__EXERCISE INSTRUCTIONS__: Resume the passage on minimally invasive surgery, picking up right after its last sentence.

__SOURCE TEXT__:
Even the most devoted of minimally invasive surgeons will admit that the procedures have their limiting factors.

Colvin has used Zeus for several mitral-valve repairs but concedes that at this point, it's more laborious than his current technique; at New York-Presbyterian, surgeons have repaired holes in the heart through entirely closed-chest surgery with the help of the robot; at Lenox Hill, Subramanian has experimented with the robot to perform single bypasses through an even smaller incision. Right now, the use of the robots is still experimental. But Subramanian hopes that within two years, using Da Vinci, he'll be able to send single-coronary-bypass-operation patients home the next day. "That's the goal of all this," he says. Like every other pioneering minimally invasive surgeon I talked to, he quickly grows frustrated with the pace at which other surgeons are keeping up with the possibilities. "Cardiac surgeons are sleeping," he says. "They don't want to do anything different."

Perhaps the only operations more traumatic than open-heart surgeries are those related to cancer. Columbia Presbyterian's Richard L. Whelan is currently doing research on laparoscopic surgery that he thinks will transform cancer treatment. Whereas Fowler and Edye are understated, measured in their manner, Whelan is blunt: "Caveman surgery" is what he calls open procedures. "There's a lot of animosity out there, a lot of bad feeling. But that doesn't mean we shouldn't move forward," he says. "This is the way it's going to be."

It's long been known that after major surgery, the body experiences a drop in immunological response for a week or so -- the longer the incision, recent research has found, the more significant the drop. Whelan compared the results of patients who'd had procedures performed laparoscopically with those who'd had the surgery through a large incision and found that no comparable drop, or a much less significant one, occurred in the former. The results suggest there would be lower rates of infection in patients operated on with minimally invasive techniques, which is itself a noteworthy advance and supports many doctors' clinical findings. But there are even more promising studies, on animals, that indicate that the chance of a tumor's recurring after surgery may be greatly reduced with a small incision as opposed to a large one. "It means that if the surgery is performed closed, you're better able to deal with tumor cells left over in a cancer patient," says Whelan. "Those microscopic cells are the reason why a third to half of people who have surgery have recurrences. In open surgery, those cells are given a chance to run rampant right after the surgery. We think we can minimize that."

__COLLECTED DATA__:

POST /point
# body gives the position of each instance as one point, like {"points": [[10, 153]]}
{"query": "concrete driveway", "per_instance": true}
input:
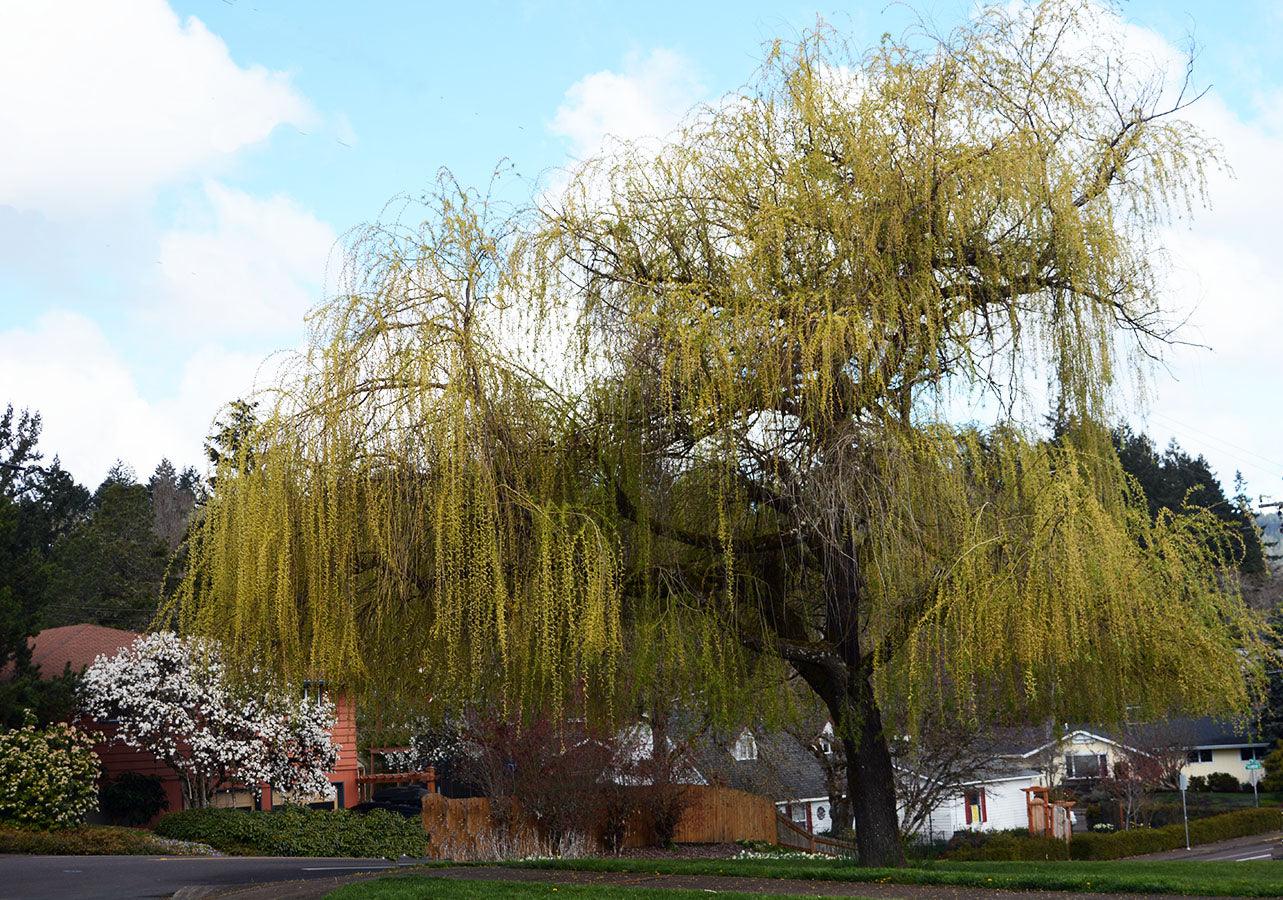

__OUTPUT FOR THIS TASK__:
Until now, the arguments in favor of laparoscopic surgery have been about immediate quality of life: cosmetics, the quicker recovery time, the reduced pain. But reducing pain may be more than just a luxury -- it may somehow be bound up in the healing process. One recent study found that among rats with tumors, those given morphine had better survival rates. Surgeons aren't sure whether it's the length of the incision that's most influential or the amount of exposure to microbes in the open air that the organs confront. But either way, "when you start talking about things that dramatically affect life span, then it's game over," says Whelan.

Even the most devoted of minimally invasive surgeons will admit that the procedures have their limiting factors, the most compelling of these being the skill of the surgeon. "Would I let someone who has taken out 25 colons laparoscopically take out my colon?" asks Mount Sinai's Barry Salky. "No way." The learning curve is both slower and steeper for laparoscopic surgeons, so patients are advised to ask carefully about the complication rates of a given doctor as well as the number of procedures he or she has performed.